[begin SUPPLIED ENTRIES]

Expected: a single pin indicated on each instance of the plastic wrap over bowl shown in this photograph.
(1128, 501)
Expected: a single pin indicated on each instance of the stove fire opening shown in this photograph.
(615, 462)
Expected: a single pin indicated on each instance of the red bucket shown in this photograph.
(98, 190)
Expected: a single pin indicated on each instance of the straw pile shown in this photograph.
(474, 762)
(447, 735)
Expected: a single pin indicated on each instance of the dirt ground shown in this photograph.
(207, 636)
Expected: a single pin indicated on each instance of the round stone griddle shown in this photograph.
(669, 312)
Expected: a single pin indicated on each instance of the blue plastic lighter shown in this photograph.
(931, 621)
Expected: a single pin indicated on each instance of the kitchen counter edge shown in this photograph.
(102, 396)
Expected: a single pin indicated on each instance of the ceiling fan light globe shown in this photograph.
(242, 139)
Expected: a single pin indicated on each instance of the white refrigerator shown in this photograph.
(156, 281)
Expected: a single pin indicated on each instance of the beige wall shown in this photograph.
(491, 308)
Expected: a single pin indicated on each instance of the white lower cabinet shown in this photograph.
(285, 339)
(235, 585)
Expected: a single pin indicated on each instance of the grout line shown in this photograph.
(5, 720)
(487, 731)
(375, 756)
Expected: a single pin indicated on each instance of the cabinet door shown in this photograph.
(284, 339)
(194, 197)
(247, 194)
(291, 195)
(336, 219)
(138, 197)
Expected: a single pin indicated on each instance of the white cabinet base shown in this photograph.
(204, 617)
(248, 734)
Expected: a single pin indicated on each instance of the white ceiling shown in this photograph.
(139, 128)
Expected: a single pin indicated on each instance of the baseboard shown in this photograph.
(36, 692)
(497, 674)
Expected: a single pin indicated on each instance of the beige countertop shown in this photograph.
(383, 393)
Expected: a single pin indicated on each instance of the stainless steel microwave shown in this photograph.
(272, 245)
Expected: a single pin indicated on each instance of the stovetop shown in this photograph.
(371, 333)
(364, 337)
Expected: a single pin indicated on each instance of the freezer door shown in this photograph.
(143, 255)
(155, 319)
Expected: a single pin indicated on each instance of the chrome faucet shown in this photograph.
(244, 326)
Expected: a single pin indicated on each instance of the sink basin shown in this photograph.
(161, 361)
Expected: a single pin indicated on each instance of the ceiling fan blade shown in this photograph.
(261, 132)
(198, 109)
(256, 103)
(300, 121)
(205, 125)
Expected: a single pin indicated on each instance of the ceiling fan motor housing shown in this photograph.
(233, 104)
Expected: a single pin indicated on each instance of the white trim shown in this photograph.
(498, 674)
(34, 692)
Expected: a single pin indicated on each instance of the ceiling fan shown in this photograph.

[end SUPPLIED ENTRIES]

*EXERCISE REQUIREMENTS:*
Repeat all the entries exactly as given.

*OUTPUT FOR THIS EXERCISE:*
Expected: a single pin indicated on each instance of the plastic wrap over bowl shown in this photograph.
(1128, 501)
Expected: a single pin indicated on each instance of the stove fire opening shown in this photograph.
(615, 462)
Expected: a single pin indicated on each instance of the red bucket shown in this photograph.
(98, 190)
Expected: a single pin indicated on each instance of the straw pile shown in this photograph.
(474, 762)
(447, 735)
Expected: a single pin indicated on each instance of the dirt ground shown in this photograph.
(207, 636)
Expected: a single pin indicated on each instance of the round stone griddle shown in this photograph.
(669, 312)
Expected: a single pin indicated on each instance of the blue plastic lighter shown in this photograph.
(931, 621)
Expected: a single pin indicated on each instance of the kitchen counter edge shown in this photograph.
(102, 396)
Expected: a single pin indicated on each instance of the ceiling fan light globe shown in this photograph.
(242, 139)
Expected: a single pin indicated on each instance of the white refrigerator shown in this photograph.
(156, 281)
Expected: a single pin indicated on each instance of the beige wall shown in this photograph.
(491, 308)
Expected: a single pin indicated on each instance of the white lower cabinet shown in this photograph.
(285, 339)
(235, 585)
Expected: a single pin indicated on each instance of the grout line shown in this photograph.
(5, 720)
(487, 731)
(375, 756)
Expected: a single pin indicated on each instance of the cabinet door shown in this photograph.
(284, 339)
(194, 197)
(247, 194)
(291, 195)
(336, 219)
(138, 197)
Expected: a single pin indicated on each instance of the white cabinet base shown in this photograph.
(204, 617)
(248, 734)
Expected: a single pin indicated on each instance of the white ceiling shown in this photograph.
(139, 128)
Expected: a single pin indicated on each instance of the baseboard shown in this photograph.
(36, 692)
(497, 674)
Expected: a single pin indicated on each instance of the beige countertop shown in this photograph.
(383, 393)
Expected: a single pin indicated on each instance of the stainless steel microwave shown in this photograph.
(272, 245)
Expected: a single pin indicated on each instance of the stovetop shown in this photograph.
(371, 333)
(364, 337)
Expected: a single pin indicated on each instance of the freezer door shown in this photograph.
(143, 255)
(155, 319)
Expected: a single pin indicated on each instance of the chrome faucet shown in this photograph.
(244, 326)
Expected: a single pin indicated on each instance of the sink basin shown in this photograph.
(161, 361)
Expected: a single pin indicated on each instance of the ceiling fan blade shown in this photograph.
(261, 132)
(198, 109)
(256, 103)
(300, 121)
(205, 125)
Expected: a single pin indicated on each instance of the ceiling fan motor housing shown in this photograph.
(233, 104)
Expected: a single pin indicated on each instance of the white trim shown in this photograph.
(498, 674)
(34, 692)
Expected: a single pin indicated on each instance of the ceiling fan shown in this photograph.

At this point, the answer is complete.